Document segment:
07/10/2024 / By Ava Grace
A discount homeware store chain in the U.S. has considered filing for bankruptcy protection, sparking fears of mass store closures.
Columbus, Ohio-based Big Lots, which boasts of almost 1,400 stores across the country, is the latest to warn of money problems. The company has told financial regulators that it many not be able to continue as a “going concern.” Big Lots has seen its earnings fall consistently for each of the past 10 quarters, losing $132 million in the first three months of 2024 alone.
In a recent filing with the Securities and Exchange Commission (SEC), Big Lots said the losses so far this year – on top of further losses in 2022 and 2023 – meant it had used up most of its spare cash. Retailers need money in the bank to cover the cost of stock. According to company executives, Big Lots “expects to experience further operating losses and expects to experience difficulty remaining in compliance” with credit agreements later this year.
The SEC filing also stated that the company has tried to cut costs, boost customer spending, and get cheaper credit. But these steps might not be enough, raising “substantial doubt about the company’s ability to continue as a going concern.”

Listed entries:
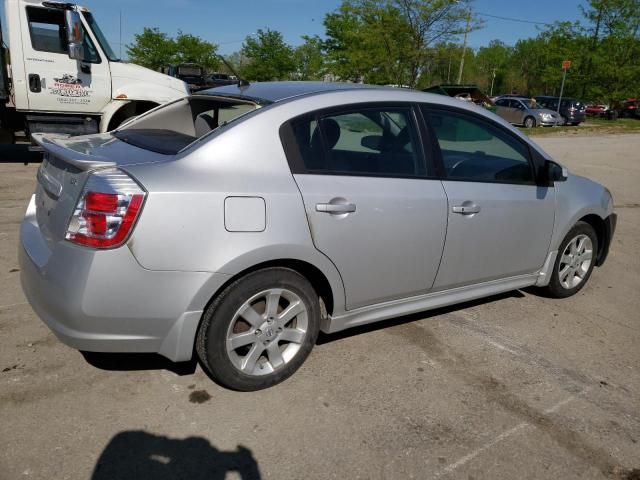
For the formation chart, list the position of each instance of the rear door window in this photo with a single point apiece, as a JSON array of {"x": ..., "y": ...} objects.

==

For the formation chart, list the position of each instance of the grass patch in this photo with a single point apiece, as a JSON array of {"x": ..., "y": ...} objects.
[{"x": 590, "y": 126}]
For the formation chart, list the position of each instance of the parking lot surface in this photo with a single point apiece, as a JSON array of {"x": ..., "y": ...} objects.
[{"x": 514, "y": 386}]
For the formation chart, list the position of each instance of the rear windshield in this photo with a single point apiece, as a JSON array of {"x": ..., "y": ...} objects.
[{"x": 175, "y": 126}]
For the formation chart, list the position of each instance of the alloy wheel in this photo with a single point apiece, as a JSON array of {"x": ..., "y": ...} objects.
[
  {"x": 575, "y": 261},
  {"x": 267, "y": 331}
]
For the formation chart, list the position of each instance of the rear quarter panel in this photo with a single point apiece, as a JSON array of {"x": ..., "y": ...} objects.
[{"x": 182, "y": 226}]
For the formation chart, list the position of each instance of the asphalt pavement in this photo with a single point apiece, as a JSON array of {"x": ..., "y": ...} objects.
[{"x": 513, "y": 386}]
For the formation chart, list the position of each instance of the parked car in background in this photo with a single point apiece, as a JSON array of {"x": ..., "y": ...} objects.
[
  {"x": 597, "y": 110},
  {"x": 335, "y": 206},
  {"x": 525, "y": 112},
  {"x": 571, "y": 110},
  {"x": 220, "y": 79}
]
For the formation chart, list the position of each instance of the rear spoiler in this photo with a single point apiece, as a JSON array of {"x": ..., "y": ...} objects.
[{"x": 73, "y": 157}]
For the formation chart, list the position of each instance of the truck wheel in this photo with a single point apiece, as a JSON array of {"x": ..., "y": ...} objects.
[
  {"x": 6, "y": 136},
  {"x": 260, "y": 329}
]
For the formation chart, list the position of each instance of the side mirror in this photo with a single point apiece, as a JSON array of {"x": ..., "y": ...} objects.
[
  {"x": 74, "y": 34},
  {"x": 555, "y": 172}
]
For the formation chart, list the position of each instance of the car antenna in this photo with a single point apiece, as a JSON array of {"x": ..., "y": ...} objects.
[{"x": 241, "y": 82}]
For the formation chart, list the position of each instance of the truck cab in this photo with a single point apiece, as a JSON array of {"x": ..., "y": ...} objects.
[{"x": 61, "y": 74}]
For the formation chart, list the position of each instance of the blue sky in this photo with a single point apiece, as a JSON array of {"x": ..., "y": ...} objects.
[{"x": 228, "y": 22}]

...

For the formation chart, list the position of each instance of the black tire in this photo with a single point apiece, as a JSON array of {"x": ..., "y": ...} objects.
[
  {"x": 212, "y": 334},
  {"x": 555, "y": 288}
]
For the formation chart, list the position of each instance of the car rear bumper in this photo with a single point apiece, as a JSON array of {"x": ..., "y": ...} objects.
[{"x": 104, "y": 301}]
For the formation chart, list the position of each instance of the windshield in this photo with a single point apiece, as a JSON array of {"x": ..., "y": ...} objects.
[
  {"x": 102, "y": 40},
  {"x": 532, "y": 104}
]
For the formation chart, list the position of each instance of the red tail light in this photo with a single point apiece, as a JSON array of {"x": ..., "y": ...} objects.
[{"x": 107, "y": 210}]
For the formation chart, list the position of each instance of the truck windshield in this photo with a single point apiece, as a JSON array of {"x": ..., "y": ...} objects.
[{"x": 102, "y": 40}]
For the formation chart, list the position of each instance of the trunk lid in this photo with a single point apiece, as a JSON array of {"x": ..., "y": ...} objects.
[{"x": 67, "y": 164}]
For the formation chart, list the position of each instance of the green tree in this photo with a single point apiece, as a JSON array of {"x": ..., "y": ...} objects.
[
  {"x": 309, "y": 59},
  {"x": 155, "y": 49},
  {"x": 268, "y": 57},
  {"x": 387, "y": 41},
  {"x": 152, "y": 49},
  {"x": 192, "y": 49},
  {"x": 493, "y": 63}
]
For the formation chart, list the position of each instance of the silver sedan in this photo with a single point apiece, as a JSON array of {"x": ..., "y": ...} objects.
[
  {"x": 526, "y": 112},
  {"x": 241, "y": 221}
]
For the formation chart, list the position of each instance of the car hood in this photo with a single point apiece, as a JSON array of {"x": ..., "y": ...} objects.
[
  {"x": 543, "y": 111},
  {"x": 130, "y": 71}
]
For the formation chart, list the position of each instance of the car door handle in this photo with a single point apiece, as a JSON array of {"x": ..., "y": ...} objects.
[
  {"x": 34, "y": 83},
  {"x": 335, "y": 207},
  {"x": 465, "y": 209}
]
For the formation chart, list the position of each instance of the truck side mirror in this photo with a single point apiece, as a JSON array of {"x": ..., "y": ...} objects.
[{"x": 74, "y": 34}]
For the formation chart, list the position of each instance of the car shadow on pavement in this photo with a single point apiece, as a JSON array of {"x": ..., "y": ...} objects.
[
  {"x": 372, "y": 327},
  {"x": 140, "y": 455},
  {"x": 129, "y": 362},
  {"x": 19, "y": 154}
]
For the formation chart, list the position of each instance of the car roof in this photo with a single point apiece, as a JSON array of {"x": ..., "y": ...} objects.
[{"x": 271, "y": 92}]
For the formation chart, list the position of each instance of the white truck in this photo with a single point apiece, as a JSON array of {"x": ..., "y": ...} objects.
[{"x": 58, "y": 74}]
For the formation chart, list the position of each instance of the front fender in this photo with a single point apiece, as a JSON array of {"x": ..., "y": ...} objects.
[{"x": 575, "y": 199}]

Exercise instructions:
Continue the news article about Big Lots' possible bankruptcy, picking up after its final paragraph.

The answer:
Big Lots was founded in 1967 by Sol Shenk. It was one of the first types of store known as close-out, which meant it sold goods that were nearly out of date in the case of food or not the current season for fashion and homeware. The chain grew over the years to include stores operating under several names including Mac Frugal’s Bargains, Closeouts and Pic ‘N’ Save.
In 2023, Big Lost closed down 52 stores – which was followed by 13 store closures this year. But the discount homeware retailer isn’t alone, as other discount retailers are feeling the pinch. They are even more exposed to Americans cutting back on spending than stores that attract middle-class shoppers.
Lower-income customers have been cutting back after two and a half years of punishing price rises. This led to Big Lots looking for fresh financing in February, according to Bloomberg News.
But some managers of Big Lots stores are not surprised. They have complained that company’s top management in Ohio keep on sending truckloads of products that customers don’t want. Some of them have taken to the Reddit discussion platform to air out their complaints.
“In the last month, we received four of the largest trucks we have seen all year and triple the amount we normally get,” one wrote. “The warehouse is pretty much full to capacity and none of [it] is selling.”
Another posted: “Isn’t that the weirdest thing? So much stuff, but none of it is what people want. Perhaps instead of blowing our budget on cheap garbage nobody wants, corporate will look into what’s popular and will only buy that.'”
These problems for Big Lots come amid a widespread “retail apocalypse,” which is seeing brick-and-mortar stores struggle to combat rampant theft and increasingly tight margins. There have been almost 2,600 store closures so far in 2024.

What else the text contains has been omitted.